-- Start --
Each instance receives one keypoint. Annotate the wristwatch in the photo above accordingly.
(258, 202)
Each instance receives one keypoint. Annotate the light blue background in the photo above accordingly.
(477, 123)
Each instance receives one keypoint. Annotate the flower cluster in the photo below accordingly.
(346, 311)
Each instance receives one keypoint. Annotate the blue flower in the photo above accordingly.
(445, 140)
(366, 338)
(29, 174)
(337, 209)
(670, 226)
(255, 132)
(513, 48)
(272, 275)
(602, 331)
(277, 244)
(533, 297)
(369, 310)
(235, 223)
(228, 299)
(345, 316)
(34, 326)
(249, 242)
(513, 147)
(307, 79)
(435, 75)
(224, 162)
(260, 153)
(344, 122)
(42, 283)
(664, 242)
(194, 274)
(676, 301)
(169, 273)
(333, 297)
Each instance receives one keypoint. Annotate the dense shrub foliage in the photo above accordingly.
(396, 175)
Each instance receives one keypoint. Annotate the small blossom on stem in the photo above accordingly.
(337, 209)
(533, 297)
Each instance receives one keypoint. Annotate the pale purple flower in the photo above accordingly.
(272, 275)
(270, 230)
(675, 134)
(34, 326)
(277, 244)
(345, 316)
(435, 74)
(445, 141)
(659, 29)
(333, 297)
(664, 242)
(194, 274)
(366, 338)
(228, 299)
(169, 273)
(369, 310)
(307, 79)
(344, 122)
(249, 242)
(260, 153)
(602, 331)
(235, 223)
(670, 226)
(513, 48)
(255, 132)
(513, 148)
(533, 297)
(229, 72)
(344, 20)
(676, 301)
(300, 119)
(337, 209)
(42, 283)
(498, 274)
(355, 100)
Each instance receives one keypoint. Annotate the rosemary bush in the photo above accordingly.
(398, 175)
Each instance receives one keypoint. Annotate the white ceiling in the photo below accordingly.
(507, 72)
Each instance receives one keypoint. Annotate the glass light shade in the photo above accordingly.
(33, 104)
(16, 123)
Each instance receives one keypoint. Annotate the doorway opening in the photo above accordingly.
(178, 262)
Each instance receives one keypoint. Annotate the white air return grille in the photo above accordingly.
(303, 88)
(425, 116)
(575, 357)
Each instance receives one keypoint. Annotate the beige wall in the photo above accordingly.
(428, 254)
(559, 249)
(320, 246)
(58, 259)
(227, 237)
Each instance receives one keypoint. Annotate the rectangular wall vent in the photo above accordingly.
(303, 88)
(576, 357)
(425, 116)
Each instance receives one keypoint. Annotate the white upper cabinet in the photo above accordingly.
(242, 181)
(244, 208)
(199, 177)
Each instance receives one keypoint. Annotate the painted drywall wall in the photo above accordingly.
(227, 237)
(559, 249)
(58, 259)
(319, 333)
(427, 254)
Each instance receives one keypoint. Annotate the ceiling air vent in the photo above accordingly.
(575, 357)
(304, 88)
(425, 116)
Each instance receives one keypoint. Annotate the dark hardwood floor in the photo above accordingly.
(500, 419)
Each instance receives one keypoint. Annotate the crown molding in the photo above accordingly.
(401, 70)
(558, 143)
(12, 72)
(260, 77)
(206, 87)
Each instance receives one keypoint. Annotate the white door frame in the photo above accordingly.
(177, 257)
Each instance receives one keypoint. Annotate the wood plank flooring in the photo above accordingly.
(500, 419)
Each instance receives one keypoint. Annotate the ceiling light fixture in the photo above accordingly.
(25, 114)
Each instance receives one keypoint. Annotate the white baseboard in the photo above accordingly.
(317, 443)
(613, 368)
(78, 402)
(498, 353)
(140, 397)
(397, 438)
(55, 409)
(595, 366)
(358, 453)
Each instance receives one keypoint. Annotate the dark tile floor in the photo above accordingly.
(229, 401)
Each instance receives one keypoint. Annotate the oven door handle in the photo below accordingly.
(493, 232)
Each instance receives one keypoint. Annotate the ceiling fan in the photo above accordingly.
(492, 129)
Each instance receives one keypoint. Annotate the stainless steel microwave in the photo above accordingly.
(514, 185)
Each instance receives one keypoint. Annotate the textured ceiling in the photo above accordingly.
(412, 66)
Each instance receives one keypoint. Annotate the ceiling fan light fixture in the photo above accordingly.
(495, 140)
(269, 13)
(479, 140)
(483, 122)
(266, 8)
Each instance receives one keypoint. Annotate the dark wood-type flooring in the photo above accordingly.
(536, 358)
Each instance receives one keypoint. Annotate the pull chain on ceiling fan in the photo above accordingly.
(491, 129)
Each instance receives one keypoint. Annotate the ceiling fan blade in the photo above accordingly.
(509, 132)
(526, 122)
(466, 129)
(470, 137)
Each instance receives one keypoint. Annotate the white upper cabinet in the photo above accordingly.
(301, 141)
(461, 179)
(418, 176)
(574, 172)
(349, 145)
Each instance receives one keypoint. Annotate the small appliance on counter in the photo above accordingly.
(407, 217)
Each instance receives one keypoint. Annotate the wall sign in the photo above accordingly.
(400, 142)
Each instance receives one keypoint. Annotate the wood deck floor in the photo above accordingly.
-- End --
» AIM
Print every line above word for word, from the first to the last, without changing or leaving out anything.

» TASK RESULT
Each instance receives one keypoint. Annotate the wristwatch in the photo above accordingly.
(258, 202)
Each instance receives one keypoint. Annotate the light blue background in the photo above accordingly.
(477, 123)
Each instance receives one keypoint. Annotate the flower cluster in the photo below accordingly.
(346, 311)
Each instance receives one keypoint. Annotate the blue flower in the photo above accordingly.
(445, 140)
(366, 338)
(29, 174)
(337, 209)
(670, 226)
(255, 132)
(513, 48)
(272, 275)
(602, 331)
(277, 244)
(533, 297)
(369, 310)
(235, 223)
(228, 299)
(345, 316)
(34, 326)
(249, 242)
(513, 147)
(307, 79)
(435, 75)
(224, 162)
(260, 153)
(344, 122)
(42, 283)
(664, 242)
(194, 274)
(676, 301)
(169, 273)
(333, 297)
Each instance receives one keypoint. Annotate the dense shrub foliage in the photo above accordingly.
(396, 175)
Each instance receives one keypoint. Annotate the small blossom on stem in the photo above accordingly.
(337, 209)
(533, 297)
Each instance receives one keypoint. Annotate the pale purple flower in the photo above accordingly.
(272, 275)
(270, 230)
(675, 134)
(34, 326)
(277, 244)
(345, 316)
(435, 74)
(445, 141)
(659, 29)
(333, 297)
(664, 242)
(194, 274)
(366, 338)
(228, 299)
(169, 273)
(369, 310)
(307, 79)
(344, 122)
(249, 242)
(260, 153)
(602, 331)
(235, 223)
(670, 226)
(513, 48)
(255, 132)
(513, 148)
(533, 297)
(229, 72)
(344, 20)
(676, 301)
(300, 119)
(337, 209)
(42, 283)
(498, 274)
(355, 100)
Each instance receives one keypoint. Annotate the rosemary bush in the photo above accordingly.
(398, 175)
Each instance receives one keypoint. Annotate the white ceiling in the photo below accordingly.
(507, 72)
Each instance receives one keypoint. Annotate the glass light shade in the photo above accordingly.
(33, 104)
(16, 123)
Each instance receives one keypoint. Annotate the doorway opening in the photo above accordingly.
(178, 262)
Each instance receives one keypoint. Annotate the white air return grille in the photo above accordingly.
(303, 88)
(425, 116)
(575, 357)
Each instance receives one keypoint. Annotate the beige wall in the photo above accordingly.
(428, 254)
(559, 249)
(320, 246)
(58, 259)
(227, 237)
Each instance receives one keypoint. Annotate the rectangular wall vent in the photo above accordingly.
(303, 88)
(576, 357)
(425, 116)
Each instance receives one keypoint. Annotate the white upper cabinet in the photo above accordingly.
(242, 181)
(244, 208)
(199, 177)
Each instance receives one keypoint. Annotate the painted drywall wall in the photo above accordingly.
(227, 237)
(559, 249)
(58, 259)
(319, 333)
(427, 254)
Each instance receives one keypoint. Annotate the ceiling air vent in the photo above accordingly.
(575, 357)
(304, 88)
(425, 116)
Each instance receives one keypoint. Annotate the dark hardwood floor in the photo above accordingly.
(500, 419)
Each instance receives one keypoint. Annotate the crown molding in the photo above accordingly.
(401, 70)
(558, 143)
(12, 72)
(260, 77)
(206, 87)
Each instance receives one keypoint. Annotate the white door frame in the photo above accordingly.
(177, 257)
Each instance receives one keypoint. Annotate the wood plank flooring in the photo above accordingly.
(500, 419)
Each instance receives one keypoint. Annotate the ceiling light fixture in the photo above accordingly.
(25, 114)
Each instance receives one keypoint. Annotate the white baseboard in the photo above accordingly.
(317, 443)
(613, 368)
(78, 402)
(498, 353)
(140, 397)
(397, 438)
(55, 409)
(595, 366)
(358, 453)
Each instance receives one keypoint. Annotate the dark tile floor in the photo above accordingly.
(229, 401)
Each instance receives one keypoint. Annotate the oven door handle in the photo below accordingly.
(493, 232)
Each instance receives one keypoint. Annotate the ceiling fan in the photo above accordingly.
(492, 129)
Each instance receives one keypoint. Annotate the stainless steel microwave in the photo above accordingly.
(514, 185)
Each instance receives one keypoint. Annotate the textured ceiling in the photo above accordingly.
(412, 66)
Each instance receives one keypoint. Annotate the ceiling fan light fixture in the photo above accordingly.
(495, 140)
(269, 13)
(479, 140)
(483, 122)
(266, 8)
Each instance receives one keypoint. Annotate the dark wood-type flooring in the photo above accordingly.
(536, 358)
Each instance receives one keypoint. Annotate the pull chain on ceiling fan in the photo above accordingly.
(491, 129)
Each instance receives one keypoint. Annotate the ceiling fan blade in the photo above accordingly.
(509, 132)
(526, 122)
(466, 129)
(470, 137)
Each instance receives one keypoint. Annotate the white upper cabinet in the photo above accordingly.
(301, 141)
(461, 179)
(418, 176)
(574, 172)
(349, 145)
Each instance receives one keypoint. Annotate the small appliance on counter in the photo above accordingly.
(407, 217)
Each instance receives one keypoint. Annotate the wall sign in the photo above accordingly.
(400, 142)
Each instance receives one keypoint. Annotate the wood deck floor in the photo above accordingly.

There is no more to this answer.